Vector Similarity Search

Author: jay@thoughtmachina.com

Vector similarity search has become a foundational building block for modern AI systems. From semantic search and recommendation engines to image retrieval, anomaly detection, and retrieval-augmented generation (RAG), many applications rely on the ability to quickly find items that are close to a query vector in high-dimensional space. These vectors typically come from machine-learned embeddings, where geometric proximity captures semantic or behavioral similarity. The challenge is that as datasets grow to millions or billions of vectors, naively comparing a query against every stored vector becomes computationally impractical.

Supplied data:

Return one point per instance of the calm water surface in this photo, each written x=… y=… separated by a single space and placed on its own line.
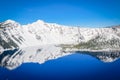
x=72 y=67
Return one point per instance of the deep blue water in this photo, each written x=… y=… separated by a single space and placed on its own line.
x=72 y=67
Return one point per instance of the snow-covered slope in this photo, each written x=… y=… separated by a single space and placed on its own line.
x=12 y=59
x=13 y=35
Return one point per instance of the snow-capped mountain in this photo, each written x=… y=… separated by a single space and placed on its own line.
x=41 y=41
x=13 y=35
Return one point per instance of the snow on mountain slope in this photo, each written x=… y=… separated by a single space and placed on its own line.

Exercise tasks:
**1.** Could you output everything in the article on vector similarity search from "Vector similarity search has" down to "becomes computationally impractical.", copied word for word?
**2.** Can you go on with the article on vector similarity search from the point where it stops?
The rows are separate material, not part of the article on vector similarity search.

Task-by-task outputs:
**1.**
Vector similarity search has become a foundational building block for modern AI systems. From semantic search and recommendation engines to image retrieval, anomaly detection, and retrieval-augmented generation (RAG), many applications rely on the ability to quickly find items that are close to a query vector in high-dimensional space. These vectors typically come from machine-learned embeddings, where geometric proximity captures semantic or behavioral similarity. The challenge is that as datasets grow to millions or billions of vectors, naively comparing a query against every stored vector becomes computationally impractical.

**2.**
At a high level, vector search systems trade exactness for efficiency using specialized indexes. Some approaches focus on speeding up raw distance computation, others reduce the search space by clustering or compressing vectors, and graph-based methods navigate the vector space by following neighborhood relationships. More recent designs extend these ideas to disk-resident data, enabling low-latency search at massive scale. Understanding these techniques and the design trade-offs behind them is key to building fast, scalable, and cost-effective similarity search systems.

Meet the timer

class timer {
private:
    std::chrono::high_resolution_clock::time_point start_time;
    uint64_t micro_sec_elapsed = 0;

public:
    timer() { start_time = std::chrono::high_resolution_clock::now(); }
    void start() { start_time = std::chrono::high_resolution_clock::now(); }

    uint64_t elapsed() {
        auto end_time = std::chrono::high_resolution_clock::now();
        auto duration =
            duration_cast<std::chrono::microseconds>(end_time - start_time);
        micro_sec_elapsed = duration.count();
        return micro_sec_elapsed;
    }

    uint64_t get_elapsed() { return micro_sec_elapsed; }
};

Meet the timer class — a tiny but opinionated helper whose sole job is to keep us honest about performance. It doesn’t optimize anything, parallelize nothing, and accelerate exactly zero instructions. What it does do is tell us, in microseconds, how long our brilliant ideas actually take to run.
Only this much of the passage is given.